TEXT UNDER STUDY →

Mayor G.T. Bynum said nobody is contemplating another shutdown, but he does anticipate one ordinance — if not multiple ones — for city councilors to consider in a special meeting next week to slow COVID-19’s spread.
In a news conference Thursday, Bynum said penalties for noncompliance with the local mask ordinance are on the table, as are limits on event sizes.
He acknowledged that there is a level of disconnect between the government’s asking people not to get together for Thanksgiving but still allowing large events, albeit with the requirement for an approved safety plan that doesn’t apply to private holiday gatherings.
“I think that’s a fair criticism that we’re sending a mixed message, and that’s why we’re reevaluating the event size limitation,” Bynum said.
Bruce Dart, executive director of Tulsa Health Department, said masks, physical distancing and handwashing have been the only tools available to slow or prevent the coronavirus’s spread.
A recent Stanford study analyzed the cellphone mobility data of 98 million people in 10 of the nation’s largest metro areas this past spring.
Researchers found that a small decrease in visits to the highest-risk places can have a disproportionately large reduction in the spread of infections, which can be achieved through capacity restrictions.
Restaurants, cafes, gyms, hotels and religious organizations on average were the settings where the largest increase in infections happened after they reopened from stay-at-home orders, according to the researchers.
Dart said the Stanford study was “really definitive” and that it offers recommendations that every community should be serious about implementing to keep communities safe.
“We need to make sure that we have as many tools in place as we can to keep people safe, which really includes capacity and distancing and people’s ability to come together and stay apart while they’re in a facility,” Dart said.
Bynum emphasized that the city of Tulsa is enforcing the executive order that Gov. Kevin Stitt signed Monday.
The order, which went into effect Thursday, requires that restaurants and bars put 6 feet of space between tables, booths or bar tops — unless there are properly sanitized dividers — and imposes an 11 p.m. curfew to stop in-person serving. Drive-through windows and curbside pickup are allowed after 11 p.m.
“I think it’s very notable that these are the first restrictions that the governor has issued since May, in almost six months,” Bynum said. “I think that should speak to the level of severity that is being recognized — the situation we’re in at all levels of government.

DATA SHOWN →
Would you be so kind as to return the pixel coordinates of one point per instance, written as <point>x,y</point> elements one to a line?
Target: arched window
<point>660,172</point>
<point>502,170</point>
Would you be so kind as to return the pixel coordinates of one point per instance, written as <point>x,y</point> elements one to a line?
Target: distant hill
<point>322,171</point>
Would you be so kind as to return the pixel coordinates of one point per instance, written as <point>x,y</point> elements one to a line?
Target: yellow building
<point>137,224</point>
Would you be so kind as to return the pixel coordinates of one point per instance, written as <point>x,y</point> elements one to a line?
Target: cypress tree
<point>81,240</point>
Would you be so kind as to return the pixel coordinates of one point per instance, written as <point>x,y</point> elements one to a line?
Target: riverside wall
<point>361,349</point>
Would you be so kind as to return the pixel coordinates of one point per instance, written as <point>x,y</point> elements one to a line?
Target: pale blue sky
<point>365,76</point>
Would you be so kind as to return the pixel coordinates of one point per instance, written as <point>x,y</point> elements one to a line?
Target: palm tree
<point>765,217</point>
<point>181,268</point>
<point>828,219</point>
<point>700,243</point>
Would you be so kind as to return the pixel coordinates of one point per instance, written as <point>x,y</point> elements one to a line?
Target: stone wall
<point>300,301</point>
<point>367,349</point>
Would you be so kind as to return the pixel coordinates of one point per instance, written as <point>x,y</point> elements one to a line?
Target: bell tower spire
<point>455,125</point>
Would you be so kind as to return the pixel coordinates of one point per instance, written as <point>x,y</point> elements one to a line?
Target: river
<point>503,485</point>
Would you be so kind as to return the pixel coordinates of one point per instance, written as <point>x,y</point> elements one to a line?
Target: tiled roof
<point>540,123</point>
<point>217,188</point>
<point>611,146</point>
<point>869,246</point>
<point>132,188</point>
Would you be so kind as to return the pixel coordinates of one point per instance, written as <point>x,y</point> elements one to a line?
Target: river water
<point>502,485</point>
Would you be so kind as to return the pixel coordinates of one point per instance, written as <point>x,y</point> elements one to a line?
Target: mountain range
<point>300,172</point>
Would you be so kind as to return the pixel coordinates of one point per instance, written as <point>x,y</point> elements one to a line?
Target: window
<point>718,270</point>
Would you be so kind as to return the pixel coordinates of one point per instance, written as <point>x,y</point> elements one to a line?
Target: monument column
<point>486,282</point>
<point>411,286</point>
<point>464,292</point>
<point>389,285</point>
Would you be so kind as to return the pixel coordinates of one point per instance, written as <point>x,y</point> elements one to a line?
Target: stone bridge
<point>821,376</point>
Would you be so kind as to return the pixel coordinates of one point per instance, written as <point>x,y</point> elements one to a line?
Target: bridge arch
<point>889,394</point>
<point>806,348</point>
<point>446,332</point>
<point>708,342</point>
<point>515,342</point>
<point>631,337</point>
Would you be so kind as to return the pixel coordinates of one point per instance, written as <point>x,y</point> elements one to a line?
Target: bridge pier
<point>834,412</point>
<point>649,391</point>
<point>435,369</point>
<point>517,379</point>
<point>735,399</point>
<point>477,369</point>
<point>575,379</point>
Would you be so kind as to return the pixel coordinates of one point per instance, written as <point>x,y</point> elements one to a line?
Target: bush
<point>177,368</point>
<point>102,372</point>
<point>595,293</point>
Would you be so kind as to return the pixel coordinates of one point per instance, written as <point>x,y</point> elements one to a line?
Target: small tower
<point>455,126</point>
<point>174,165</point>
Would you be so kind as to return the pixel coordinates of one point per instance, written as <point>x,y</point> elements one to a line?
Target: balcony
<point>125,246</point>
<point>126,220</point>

EXERCISE →
Go on with the article about Tulsa's COVID-19 measures from the point where it stops. The listing was drawn from a different source than the article.

ANSWER TO THIS EXERCISE →
“The fact that the governor would take that kind of action after the last six months and do this — even more important than the specifics of what he did — it’s the fact that he’s acknowledging that we’re in a dire situation and that action is necessary.”
Bynum said Stitt’s order will help from a physical distancing standpoint but that it is less effective and more financially harmful to businesses than a statewide masking order would be.
Bynum delivered a call directly to Tulsans to help health care workers who are struggling to keep the community safe as the novel coronavirus spreads largely unchecked throughout Oklahoma.
“This is no great challenge that I’m asking of you: It’s just to take it easy for the next 10 days,” he said. “Let’s get through the month of November and minimize the number of people that we come in contact with.”
Dart said the safest way to spend Thanksgiving is to stay in with members of your household.
Any other activities put yourself and others at risk, Dart said. He recommended that if people do gather, they should keep it to 10 people or fewer and wear masks, social distance and wash hands. If possible, dining outside is less risky than inside.
He said it might feel silly to wear a mask around extended family, but the alternative is for the virus — which is “circulating everywhere” — to potentially transmit unknowingly among your loved ones.
“I’m not asking you to fear this virus; I’m asking for a healthy respect of a danger that can be lurking in plain sight as we know that many people are completely asymptomatic carriers,” Dart said. “It would be absolutely devastating to learn that a family member who contracted the virus at Thanksgiving was not alive at Christmas.”